## Prompt
Express the lines from the start of the items up to and including the line containing "Return the mask of every instance of the black" as a JSON list of strings, with one string per line. Leave out blank lines and the pictures.

## Data extract

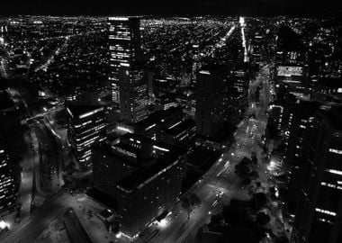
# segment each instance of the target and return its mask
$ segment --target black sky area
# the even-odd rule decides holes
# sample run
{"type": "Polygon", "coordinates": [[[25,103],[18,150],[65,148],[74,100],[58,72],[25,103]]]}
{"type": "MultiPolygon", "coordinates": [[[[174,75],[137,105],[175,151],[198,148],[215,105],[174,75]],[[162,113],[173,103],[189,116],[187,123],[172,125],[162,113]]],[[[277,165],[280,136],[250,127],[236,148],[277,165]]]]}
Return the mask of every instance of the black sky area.
{"type": "Polygon", "coordinates": [[[1,15],[203,15],[314,16],[341,13],[338,0],[4,0],[1,15]]]}

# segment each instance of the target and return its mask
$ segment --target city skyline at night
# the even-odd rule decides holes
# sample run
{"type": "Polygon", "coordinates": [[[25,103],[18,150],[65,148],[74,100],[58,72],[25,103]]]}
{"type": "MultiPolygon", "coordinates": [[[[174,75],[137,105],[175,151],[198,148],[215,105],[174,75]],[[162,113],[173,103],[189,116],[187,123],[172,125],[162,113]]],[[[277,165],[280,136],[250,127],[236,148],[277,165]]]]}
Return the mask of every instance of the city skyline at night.
{"type": "Polygon", "coordinates": [[[2,4],[0,242],[342,242],[340,12],[2,4]]]}

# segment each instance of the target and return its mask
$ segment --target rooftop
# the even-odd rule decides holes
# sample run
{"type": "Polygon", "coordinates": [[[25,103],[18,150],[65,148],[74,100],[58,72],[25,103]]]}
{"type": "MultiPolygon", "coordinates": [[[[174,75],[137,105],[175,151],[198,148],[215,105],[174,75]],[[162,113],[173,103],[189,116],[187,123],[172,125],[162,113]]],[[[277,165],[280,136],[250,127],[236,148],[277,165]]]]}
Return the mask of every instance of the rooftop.
{"type": "Polygon", "coordinates": [[[68,112],[73,117],[82,119],[88,115],[104,111],[104,107],[101,105],[68,104],[67,109],[68,112]]]}

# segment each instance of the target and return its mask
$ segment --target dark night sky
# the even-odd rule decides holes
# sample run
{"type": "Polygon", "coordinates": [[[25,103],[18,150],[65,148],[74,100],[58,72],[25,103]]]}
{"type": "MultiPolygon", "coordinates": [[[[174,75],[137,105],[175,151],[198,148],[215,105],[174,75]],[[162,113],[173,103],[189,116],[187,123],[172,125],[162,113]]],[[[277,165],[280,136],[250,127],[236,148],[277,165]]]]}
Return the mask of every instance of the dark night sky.
{"type": "Polygon", "coordinates": [[[0,14],[304,14],[341,11],[338,0],[2,0],[0,14]]]}

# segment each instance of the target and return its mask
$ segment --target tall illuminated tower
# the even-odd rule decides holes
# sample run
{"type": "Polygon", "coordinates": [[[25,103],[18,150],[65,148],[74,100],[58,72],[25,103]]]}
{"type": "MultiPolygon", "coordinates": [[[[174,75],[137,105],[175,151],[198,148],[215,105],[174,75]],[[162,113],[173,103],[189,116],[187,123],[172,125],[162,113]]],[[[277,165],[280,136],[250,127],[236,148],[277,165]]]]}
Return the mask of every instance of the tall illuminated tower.
{"type": "Polygon", "coordinates": [[[148,116],[148,82],[143,63],[121,64],[119,91],[120,113],[122,120],[138,122],[148,116]]]}
{"type": "Polygon", "coordinates": [[[130,64],[142,59],[140,21],[137,17],[110,17],[109,50],[112,101],[120,103],[119,68],[122,63],[130,64]]]}

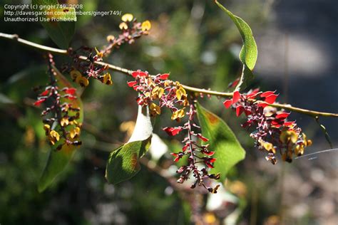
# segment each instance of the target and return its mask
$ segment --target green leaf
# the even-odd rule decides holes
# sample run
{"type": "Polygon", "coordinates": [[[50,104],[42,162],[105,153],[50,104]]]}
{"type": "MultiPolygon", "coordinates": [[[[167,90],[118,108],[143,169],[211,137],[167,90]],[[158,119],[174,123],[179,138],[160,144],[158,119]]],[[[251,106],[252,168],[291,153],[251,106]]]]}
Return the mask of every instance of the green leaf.
{"type": "Polygon", "coordinates": [[[249,25],[240,17],[234,15],[218,1],[215,1],[215,2],[230,17],[235,25],[236,25],[243,40],[243,46],[240,53],[240,60],[243,63],[243,72],[240,83],[236,87],[236,90],[239,90],[240,89],[245,88],[245,86],[247,85],[248,83],[253,78],[251,71],[254,69],[257,61],[258,54],[257,44],[249,25]]]}
{"type": "MultiPolygon", "coordinates": [[[[56,69],[56,68],[53,68],[55,72],[56,73],[56,78],[58,80],[58,85],[59,89],[62,89],[64,87],[72,88],[71,83],[68,80],[56,69]]],[[[73,108],[80,108],[80,117],[76,121],[78,123],[81,123],[83,121],[83,111],[82,108],[82,101],[80,99],[80,97],[76,95],[76,99],[68,100],[62,98],[63,102],[61,102],[61,104],[66,101],[68,103],[71,103],[73,108]]],[[[68,115],[73,116],[72,113],[69,112],[68,115]]],[[[58,130],[60,126],[57,125],[54,130],[58,130]]],[[[73,129],[75,125],[68,125],[67,130],[73,129]]],[[[57,142],[54,146],[58,146],[59,144],[63,143],[64,138],[60,138],[60,140],[57,142]]],[[[39,192],[42,192],[45,190],[54,180],[54,179],[65,169],[67,164],[71,161],[73,155],[76,152],[77,147],[71,145],[63,145],[62,148],[60,150],[56,150],[55,147],[52,147],[49,152],[49,155],[46,163],[45,168],[42,172],[42,175],[40,178],[40,180],[38,183],[38,190],[39,192]]]]}
{"type": "Polygon", "coordinates": [[[209,139],[210,150],[215,151],[212,157],[217,159],[210,172],[220,172],[223,182],[231,167],[245,157],[245,151],[225,122],[198,103],[196,110],[202,134],[209,139]]]}
{"type": "Polygon", "coordinates": [[[140,171],[139,159],[149,149],[153,125],[149,108],[138,106],[136,125],[130,139],[109,156],[106,169],[106,179],[109,183],[116,184],[129,179],[140,171]]]}
{"type": "Polygon", "coordinates": [[[111,153],[106,170],[109,183],[116,184],[128,180],[140,171],[139,159],[149,148],[150,139],[126,143],[111,153]]]}
{"type": "Polygon", "coordinates": [[[39,20],[53,41],[61,48],[68,48],[75,32],[76,21],[75,9],[69,7],[58,9],[57,0],[32,0],[32,4],[38,6],[39,12],[47,14],[39,16],[39,20]],[[48,6],[54,6],[55,9],[48,9],[46,8],[48,6]],[[63,13],[65,14],[61,14],[63,13]],[[58,21],[53,21],[53,19],[57,19],[58,21]]]}

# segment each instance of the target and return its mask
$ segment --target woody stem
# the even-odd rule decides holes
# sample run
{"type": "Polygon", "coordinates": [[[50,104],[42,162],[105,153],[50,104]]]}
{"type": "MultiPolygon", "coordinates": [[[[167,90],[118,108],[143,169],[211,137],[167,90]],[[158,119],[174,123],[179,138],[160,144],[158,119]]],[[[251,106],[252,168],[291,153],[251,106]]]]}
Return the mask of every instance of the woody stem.
{"type": "MultiPolygon", "coordinates": [[[[23,45],[31,46],[35,49],[38,49],[40,51],[47,51],[49,53],[56,53],[56,54],[60,54],[60,55],[68,55],[68,52],[67,50],[65,49],[59,49],[59,48],[51,48],[49,46],[46,46],[43,45],[40,45],[23,38],[21,38],[19,37],[17,34],[8,34],[8,33],[0,33],[0,38],[4,38],[4,39],[9,39],[9,40],[12,40],[16,42],[19,42],[23,45]]],[[[80,56],[78,57],[80,60],[82,61],[88,61],[88,57],[84,56],[80,56]]],[[[120,72],[121,73],[124,73],[126,75],[131,75],[131,73],[133,70],[128,70],[126,68],[123,68],[119,66],[116,66],[115,65],[109,64],[109,63],[106,63],[103,62],[98,62],[95,61],[94,63],[96,65],[99,65],[102,66],[107,66],[110,69],[120,72]]],[[[223,93],[223,92],[218,92],[218,91],[215,91],[215,90],[205,90],[205,89],[201,89],[201,88],[194,88],[194,87],[190,87],[188,86],[185,85],[183,85],[183,88],[185,88],[187,90],[189,90],[190,92],[193,93],[203,93],[205,95],[214,95],[214,96],[218,96],[218,97],[223,97],[223,98],[230,98],[232,96],[232,93],[223,93]]],[[[280,104],[280,103],[273,103],[273,104],[268,104],[270,106],[278,108],[282,108],[285,110],[287,110],[290,111],[307,115],[312,116],[313,117],[338,117],[338,113],[332,113],[332,112],[319,112],[319,111],[314,111],[314,110],[309,110],[307,109],[303,109],[297,107],[293,107],[290,104],[280,104]]]]}

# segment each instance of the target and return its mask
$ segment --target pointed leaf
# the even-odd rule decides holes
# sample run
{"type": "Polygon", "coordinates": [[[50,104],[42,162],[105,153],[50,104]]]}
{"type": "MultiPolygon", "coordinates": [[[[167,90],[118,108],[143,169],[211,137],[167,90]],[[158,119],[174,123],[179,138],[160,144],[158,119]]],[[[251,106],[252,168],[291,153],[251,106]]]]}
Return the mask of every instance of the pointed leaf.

## Finished task
[
  "# segment each instance of the target and return its mask",
  "$ segment --target black sky area",
  "# the even-odd rule decides holes",
  "# sample run",
  "{\"type\": \"Polygon\", \"coordinates\": [[[25,103],[18,150],[65,148],[74,100],[58,72],[25,103]]]}",
  "{\"type\": \"MultiPolygon\", \"coordinates\": [[[[174,75],[137,105],[175,151],[198,148],[215,105],[174,75]],[[162,113],[173,103],[189,116],[187,123],[172,125],[162,113]]],[[[277,165],[280,136],[250,127],[236,148],[277,165]]]]}",
  "Return the mask of every instance of the black sky area."
]